* **GOAL OF THE EXERCISE**
The entire listing is to be repeated verbatim.

Source data:
————
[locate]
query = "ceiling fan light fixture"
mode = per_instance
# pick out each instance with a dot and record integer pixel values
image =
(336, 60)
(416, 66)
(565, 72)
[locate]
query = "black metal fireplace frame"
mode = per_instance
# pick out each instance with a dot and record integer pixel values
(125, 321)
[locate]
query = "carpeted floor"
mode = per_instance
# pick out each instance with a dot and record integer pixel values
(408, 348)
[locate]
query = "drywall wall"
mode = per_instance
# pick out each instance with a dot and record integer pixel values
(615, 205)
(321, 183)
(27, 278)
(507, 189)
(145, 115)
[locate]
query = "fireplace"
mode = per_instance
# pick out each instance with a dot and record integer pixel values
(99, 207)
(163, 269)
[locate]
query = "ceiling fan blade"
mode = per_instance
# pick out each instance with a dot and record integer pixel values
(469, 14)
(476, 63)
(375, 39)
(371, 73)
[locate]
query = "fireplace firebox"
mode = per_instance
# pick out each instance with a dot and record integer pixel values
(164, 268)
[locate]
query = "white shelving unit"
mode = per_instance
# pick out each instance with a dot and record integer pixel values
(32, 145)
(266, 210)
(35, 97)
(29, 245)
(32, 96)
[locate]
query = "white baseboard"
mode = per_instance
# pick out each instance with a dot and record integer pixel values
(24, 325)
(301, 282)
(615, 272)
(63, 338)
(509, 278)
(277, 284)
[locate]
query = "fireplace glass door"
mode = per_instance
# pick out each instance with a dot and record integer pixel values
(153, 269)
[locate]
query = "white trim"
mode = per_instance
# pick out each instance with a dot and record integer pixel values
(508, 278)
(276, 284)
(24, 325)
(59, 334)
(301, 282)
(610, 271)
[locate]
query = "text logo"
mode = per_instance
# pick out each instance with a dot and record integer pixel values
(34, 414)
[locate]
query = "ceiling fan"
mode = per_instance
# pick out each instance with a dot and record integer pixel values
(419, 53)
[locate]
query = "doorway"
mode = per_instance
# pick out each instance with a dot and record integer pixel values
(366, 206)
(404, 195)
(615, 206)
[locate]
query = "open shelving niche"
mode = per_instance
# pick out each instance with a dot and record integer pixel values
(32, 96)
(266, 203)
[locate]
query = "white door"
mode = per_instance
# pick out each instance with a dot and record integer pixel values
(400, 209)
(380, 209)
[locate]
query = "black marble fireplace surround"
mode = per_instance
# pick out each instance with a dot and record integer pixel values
————
* **TASK RESPONSE**
[locate]
query = "ceiling fan light fixture"
mode = per_instance
# pick out each instance with a dot and record integer pixel values
image =
(336, 60)
(416, 66)
(565, 72)
[locate]
query = "black metal fireplace frame"
mode = per_instance
# pick out each instance with a dot and record integer pixel values
(125, 321)
[locate]
query = "carpeted floor"
mode = per_instance
# pick out each instance with a dot and record integer pixel values
(408, 348)
[locate]
query = "drywall wall"
mode = per_instance
# pick out each instance with a dot and record integer pixel values
(615, 205)
(321, 183)
(27, 278)
(507, 189)
(145, 115)
[locate]
query = "fireplace"
mode = per_instance
# pick out each instance with a dot and record integer pixel values
(99, 207)
(163, 269)
[locate]
query = "ceiling fan blade"
mode = per_instance
# pick out each instance with a dot and record integer pixel values
(469, 14)
(476, 63)
(375, 39)
(371, 73)
[locate]
query = "fireplace firebox"
mode = per_instance
# pick out each instance with a dot and record integer pixel values
(164, 268)
[locate]
query = "white shelving unit"
mode = per_instance
# pick out each instance with a dot and record integer pixel values
(32, 145)
(266, 210)
(35, 97)
(29, 245)
(32, 96)
[locate]
query = "white baseboard"
mode = per_instance
# pick out each instance with a dot and record integer pixel values
(24, 325)
(301, 282)
(615, 272)
(63, 338)
(509, 278)
(277, 284)
[locate]
query = "fireplace glass door"
mode = per_instance
# pick out each instance with a dot and record integer pixel values
(153, 269)
[locate]
query = "white trim"
mode = per_instance
# pick out each instance with a dot and record integer pixel values
(508, 278)
(276, 284)
(24, 325)
(59, 334)
(301, 282)
(610, 271)
[locate]
query = "text logo"
mode = per_instance
# pick out each instance with a dot and record integer pixel values
(34, 414)
[locate]
query = "ceiling fan"
mode = per_instance
# pick out each instance with a dot and record integer pixel values
(419, 53)
[locate]
query = "doorway"
mode = per_instance
# pick out each instance with a dot and record integer pixel values
(366, 206)
(404, 195)
(615, 206)
[locate]
query = "open shelving niche"
mode = per_instance
# pick out each instance with a dot and record integer pixel values
(32, 96)
(266, 203)
[locate]
query = "white door"
mode = per_instance
# pick out each instance with a dot and record integer pixel values
(400, 209)
(380, 209)
[locate]
query = "black marble fireplace surround"
mode = per_instance
# pick out each instance with a dot and record integer pixel values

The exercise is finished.